[Start of Extract provided]
ABBYY FlexiCapture 12 Video – Creating Tables in FlexiLayout (Basic)

Watch our video to learn how to create a basic table in the ABBYY FlexiCapture FlexiLayout Studio application and the power of this innovative solution.

Today, I’d like to show you how we use the FlexiLayout Studio and our FlexiLayout out templates to extract tables or tabular information from documents. Now I’m going to show you my samples real quick. I have a document that has two pages worth of tables. We have a part number, a description or a name, and then we have a price and it’s two pages. It’s two pages long. And then my last sample here is another table where we have a name or description and we have a price, but we don’t have a part number. And so we want to extract this information from the documents. And make sure that we process them accordingly. So what I’m going to do, and this is probably one of the most important first steps that we can do, is we need to add a block. And this is going to be a table block. And what we’ll do here is we’ll create our columns. So I did share with you, we have a part number, we have a name, it’s a name or a description, and then we have a price. Okay, so we’re simply going to define our fields here and just to keep this video a little bit speedier, we’ve already assumed that we know the headers or how a document starts in our case, but let’s go ahead and add a table element. Now when we add a table element, we can of course give it an intelligent name and we can tell the software here about the columns. But if you realize it’s actually looking for a block, that’s the block that we created in the first step. So we’re just simply gonna go tell the software about that block. Now of course we’d want to name this something intelligent, like a table block, or something similar to that. So you can see here we have part number, name and description, and a price.
[End of Extract provided]
§ Required actions:
a. Using the FlexiLayout video transcript, say whether each statement agrees with it: (i) the last sample table includes a part number; (ii) the first sample document's tables take up two pages; (iii) when a table element is added, the software looks for a block. Answer yes or no for each and quote the words that decide it.
b. In the FlexiLayout video transcript, what kind of block is added in the step described as one of the most important first steps?
[Start of Material]
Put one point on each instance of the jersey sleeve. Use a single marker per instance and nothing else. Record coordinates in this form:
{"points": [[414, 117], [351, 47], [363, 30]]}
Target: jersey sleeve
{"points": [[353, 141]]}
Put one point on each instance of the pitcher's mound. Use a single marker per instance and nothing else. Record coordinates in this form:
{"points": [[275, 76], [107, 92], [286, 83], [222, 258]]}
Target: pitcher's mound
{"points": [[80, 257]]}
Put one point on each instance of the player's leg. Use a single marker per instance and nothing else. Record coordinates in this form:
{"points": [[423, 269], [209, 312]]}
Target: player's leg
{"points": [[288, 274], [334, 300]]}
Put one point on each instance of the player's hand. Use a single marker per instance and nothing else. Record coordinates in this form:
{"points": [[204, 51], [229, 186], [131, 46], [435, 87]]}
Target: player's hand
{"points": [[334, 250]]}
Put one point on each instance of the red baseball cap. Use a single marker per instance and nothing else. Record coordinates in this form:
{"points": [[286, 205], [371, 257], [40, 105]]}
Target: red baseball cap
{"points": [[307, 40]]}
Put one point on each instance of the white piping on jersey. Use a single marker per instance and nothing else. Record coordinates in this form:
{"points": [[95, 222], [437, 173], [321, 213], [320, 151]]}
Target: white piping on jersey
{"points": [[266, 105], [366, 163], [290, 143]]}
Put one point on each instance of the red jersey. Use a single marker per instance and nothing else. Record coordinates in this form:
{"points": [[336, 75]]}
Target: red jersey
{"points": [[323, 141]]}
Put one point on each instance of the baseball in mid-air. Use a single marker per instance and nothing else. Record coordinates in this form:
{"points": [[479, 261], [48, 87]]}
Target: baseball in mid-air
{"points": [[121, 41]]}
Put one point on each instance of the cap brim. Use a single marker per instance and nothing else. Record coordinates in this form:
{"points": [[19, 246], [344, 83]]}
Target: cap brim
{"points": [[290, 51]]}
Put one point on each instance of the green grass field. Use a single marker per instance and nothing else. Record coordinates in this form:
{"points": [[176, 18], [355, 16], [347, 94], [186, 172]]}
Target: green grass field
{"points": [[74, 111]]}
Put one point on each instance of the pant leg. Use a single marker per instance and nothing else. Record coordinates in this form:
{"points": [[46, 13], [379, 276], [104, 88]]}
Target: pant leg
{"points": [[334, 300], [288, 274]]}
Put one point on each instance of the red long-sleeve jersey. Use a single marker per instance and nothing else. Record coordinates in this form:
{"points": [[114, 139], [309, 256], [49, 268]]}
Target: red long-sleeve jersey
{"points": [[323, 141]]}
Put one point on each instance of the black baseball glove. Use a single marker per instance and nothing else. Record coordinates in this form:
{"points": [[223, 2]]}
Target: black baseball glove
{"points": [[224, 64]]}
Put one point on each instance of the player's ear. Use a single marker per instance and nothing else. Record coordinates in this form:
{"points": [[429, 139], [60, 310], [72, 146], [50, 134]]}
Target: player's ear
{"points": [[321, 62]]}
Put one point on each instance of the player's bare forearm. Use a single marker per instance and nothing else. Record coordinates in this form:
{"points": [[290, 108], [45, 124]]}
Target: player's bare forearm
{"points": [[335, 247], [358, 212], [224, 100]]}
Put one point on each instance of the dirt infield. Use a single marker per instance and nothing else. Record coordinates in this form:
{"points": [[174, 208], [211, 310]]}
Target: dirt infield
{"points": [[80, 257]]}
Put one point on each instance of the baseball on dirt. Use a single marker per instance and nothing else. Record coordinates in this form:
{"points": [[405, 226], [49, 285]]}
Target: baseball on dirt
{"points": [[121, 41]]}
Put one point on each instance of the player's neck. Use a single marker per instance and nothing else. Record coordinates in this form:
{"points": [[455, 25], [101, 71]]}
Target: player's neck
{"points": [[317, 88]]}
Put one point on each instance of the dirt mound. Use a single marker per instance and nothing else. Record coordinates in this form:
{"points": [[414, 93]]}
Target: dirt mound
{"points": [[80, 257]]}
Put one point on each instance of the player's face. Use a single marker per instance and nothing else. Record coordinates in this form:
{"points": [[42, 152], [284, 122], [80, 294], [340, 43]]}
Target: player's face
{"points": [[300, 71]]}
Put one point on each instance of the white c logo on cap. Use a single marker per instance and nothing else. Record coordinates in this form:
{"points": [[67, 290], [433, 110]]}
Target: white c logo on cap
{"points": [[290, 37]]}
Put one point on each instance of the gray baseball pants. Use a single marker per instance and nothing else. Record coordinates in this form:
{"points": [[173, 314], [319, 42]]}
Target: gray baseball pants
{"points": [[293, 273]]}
[End of Material]
§ Answers by task:
a.
(i) No: "but we don’t have a part number."
(ii) Yes: "It’s two pages long."
(iii) Yes: "it’s actually looking for a block"

b. A table block.